##### PÁGINA

Olá, muito interessante a sua curiosidade sobre essa situação! Fiquei pensando e acho que encontrei uma outra opção para "repetições compulsórias de ambos os lados". Veja no link abaixo.
Tá certo que dificilmente alguém chegaria a uma posição dessas numa partida real...
https://drive.google.com/file/d/1hzrsPrkVmam83Cvndc4i8Fmq6bB4pD63/view?usp=sharing
Sou Prof. na FEM. Vocês jogam na Unicamp?
Até mais,
Ely
Boa tarde Ely, tudo bem?
Vi a sua proposta de repetição compulsória, e acredito que ela não seja compulsória para as Brancas. Isto é, as Brancas podem decidir se querem ou não um empate, veja bem:
1. bispo branco f8 move para e7, xeque!
2. rei preto move para e8.
3. bispo branco e7 move para d8
4. rei preto come bispo em d8
5. rei branco move para f8
6. bispo preto d7 move para e8
7. bispo branco h6 move para g7
8. bispo preto c8 move para d7 (liberando as casas b8 e a8 pro rei preto se mover)
Assim a sua situação embora pareça complexa a escapatória, ela tem jeito caso as Brancas decidam perder seu bispo (o q tem uma série de outros fatores envolvidos, como por exempplo os peões brancos estão mais avançados que os pretos).
A ideia de uma repetição compulsória estaria vinculada a não existência de escolhas para nenhum dos lados escapar do empate. No caso do paredão de peões vemos isso, ambos os reis não podem fazer nada para avançar, nenhum dos peões pode avançar ou nenhuma peça pode ser dada para ataque e destravar a situação... naquelas casas que restam, os reis ficarão se movendo até que uma hora suas movimentações se repitam e seja decretado empate.
Realmente eu não sei se há grupos de xadrez na Unicamp, acredito que sim mas não conheço-os, jogo sempre online no chess.com (se quiser me add, meu nickname é E-manuelly)
Atualmente estou quase desligada da Unicamp, mas o blog seguirá comigo :3
De todo modo, agradeço seu comentário, ele enriquece a postagem.
Att. Emanuelly
Olá Emanuelly,
Você tem razão. Depois que eu mandei o comentário, eu vi que tinha essa opção de "sacrificar o bispo", então deixou de ser compulsório... Mas na sua solução, se eu entendi direito, também não me pareceu exatamente compulsório, pois os reis podem ficar andando para um lado ou outro naquela linha, por exemplo podem escolher ir pra direita ou pra esquerda, e assim não existe apenas um movimento a escolher. Um amigo meu, enxadrista ranqueado, ficou de me passar um livro sobre isso (Empates). Quando tiver notícias te aviso. Vou te marcar no chess.com, também tenho uma conta. Até mais, Ely
Boa tarde Ely,
no caso que eu apresentei é compulsório sim, vamos pensar na pior das hipóteses que o rei se movimenta igual a uma torre, isto é, escolhe qualquer casa para ocupar e para piorar, q ele pode escolher permanecer na mesma casa. Este um cenário que aumentará muito as opções de movimento dos reis, mas se eu mostrar que há uma quantidade finita de opções, logo quando o jogo se estender por um número suficientemente alto de jogadas, ele entrará em repetição. Como o cenário real tem menos jogadas possíveis, então se o cenário com mais opções entrar em repetição, o cenário mais simples tbm entrará.

##########
##### LISTA DE REGISTROS

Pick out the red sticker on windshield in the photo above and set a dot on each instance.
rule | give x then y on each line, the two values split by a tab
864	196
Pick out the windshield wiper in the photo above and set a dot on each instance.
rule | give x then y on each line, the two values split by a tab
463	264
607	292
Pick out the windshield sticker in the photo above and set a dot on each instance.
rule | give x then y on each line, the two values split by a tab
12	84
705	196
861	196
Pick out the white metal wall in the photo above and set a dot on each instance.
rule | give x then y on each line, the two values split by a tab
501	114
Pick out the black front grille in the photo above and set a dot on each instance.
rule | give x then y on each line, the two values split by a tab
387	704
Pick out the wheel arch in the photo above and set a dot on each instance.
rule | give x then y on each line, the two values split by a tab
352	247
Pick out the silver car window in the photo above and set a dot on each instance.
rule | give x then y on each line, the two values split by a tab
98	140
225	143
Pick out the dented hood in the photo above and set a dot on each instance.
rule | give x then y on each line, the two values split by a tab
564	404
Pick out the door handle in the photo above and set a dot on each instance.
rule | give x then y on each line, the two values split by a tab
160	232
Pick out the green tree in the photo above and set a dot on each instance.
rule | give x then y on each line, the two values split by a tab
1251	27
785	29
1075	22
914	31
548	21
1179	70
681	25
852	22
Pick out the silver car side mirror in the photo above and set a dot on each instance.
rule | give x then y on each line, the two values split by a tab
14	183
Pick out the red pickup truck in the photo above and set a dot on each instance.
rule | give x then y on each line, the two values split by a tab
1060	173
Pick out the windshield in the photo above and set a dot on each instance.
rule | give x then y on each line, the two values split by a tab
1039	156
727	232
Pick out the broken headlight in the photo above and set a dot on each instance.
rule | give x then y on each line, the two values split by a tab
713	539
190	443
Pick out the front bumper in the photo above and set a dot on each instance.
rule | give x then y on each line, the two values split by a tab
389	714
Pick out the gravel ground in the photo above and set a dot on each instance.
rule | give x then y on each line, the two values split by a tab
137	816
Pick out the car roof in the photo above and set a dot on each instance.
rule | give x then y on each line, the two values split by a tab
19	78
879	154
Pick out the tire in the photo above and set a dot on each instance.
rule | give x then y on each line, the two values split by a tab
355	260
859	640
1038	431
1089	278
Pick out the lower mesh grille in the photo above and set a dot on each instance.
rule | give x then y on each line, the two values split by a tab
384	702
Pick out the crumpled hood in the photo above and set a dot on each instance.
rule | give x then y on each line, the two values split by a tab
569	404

##########

INSTRUÇÃO 1 =
Na troca de comentários sobre repetição compulsória no xadrez, quais lances da sequência numerada são feitos por peças pretas? Liste todos.
INSTRUÇÃO 2 =
Prolongue a troca de comentários sobre repetição compulsória no xadrez a partir do ponto em que ela para.

RESPOSTA ESCRITA 1 =
2. rei preto move para e8.
4. rei preto come bispo em d8
6. bispo preto d7 move para e8
8. bispo preto c8 move para d7

RESPOSTA ESCRITA 2 =
Pra um rei ficar na coluna 1, o outro rei tem 8 opções, pra um rei ficar na coluna 2, o outro rei tem tbm outras 8 opções... Ou seja, temos um total de 8⁸ jogadas diferentes, isto é 16.777.216 jogadas. Logo, na pior das hipóteses, a jogada número 16.777.217 necessariamente terá que ser repetida. No cenário real serão bem menos jogadas. Entendeu o raciocínio?
Também estou curiosa para este livro de empates, se tiver em pdf e puder me mandar, meu e-mail é anotheremanuellyemail@gmail.com
Abraços :3
Att. Emanuelly
Cara, achei muito interessante esse artigo! A proposta elaborada pela Emanuelly ficou bem maneira, bastante intrigante!
Também gostei demais da posição elaborada por Ely, embora não tenha, afinal, a mesma compulsoriedade. Por sinal, coloquei a posição no programa ChessX e ativei a análise com o Stockfish 16. Depois de seguir os movimentos iniciais sugeridos pela Emanuelly, fui acrescentando os lances gerados pelo programa (para ambos os lados), que, depois de algum tempo, encontrou mate em 15 para as brancas! Não aprofundei muito a análise, mas possivelmente é uma posição que pode levar as brancas à vitória...
Além de ter gostado muito de ambas as propostas, também gostei muito do debate de vocês, incluindo a explicação final da Emanuelly. Pelo que ela colocou, a posição provavelmente resultaria na regra dos 50 movimentos, afinal, acho que ninguém aguentaria jogar 16 mega posições!
Parabéns a ambos!
E, claro, vou divulgar esse artigo em meu canal de Telegram, Xadrez para Mortais. Também estou no chess.com.
Valeu!
Eu tava dando uma olhada na posição original, acho que repete mesmo, antes dos 50 movimentos... Mas não aprofundei muito.
Valeu!
Não se repete antes de 50 movimentos não. Para facilitar, suponha que o rei preto queira empatar por repetição e o rei branco não.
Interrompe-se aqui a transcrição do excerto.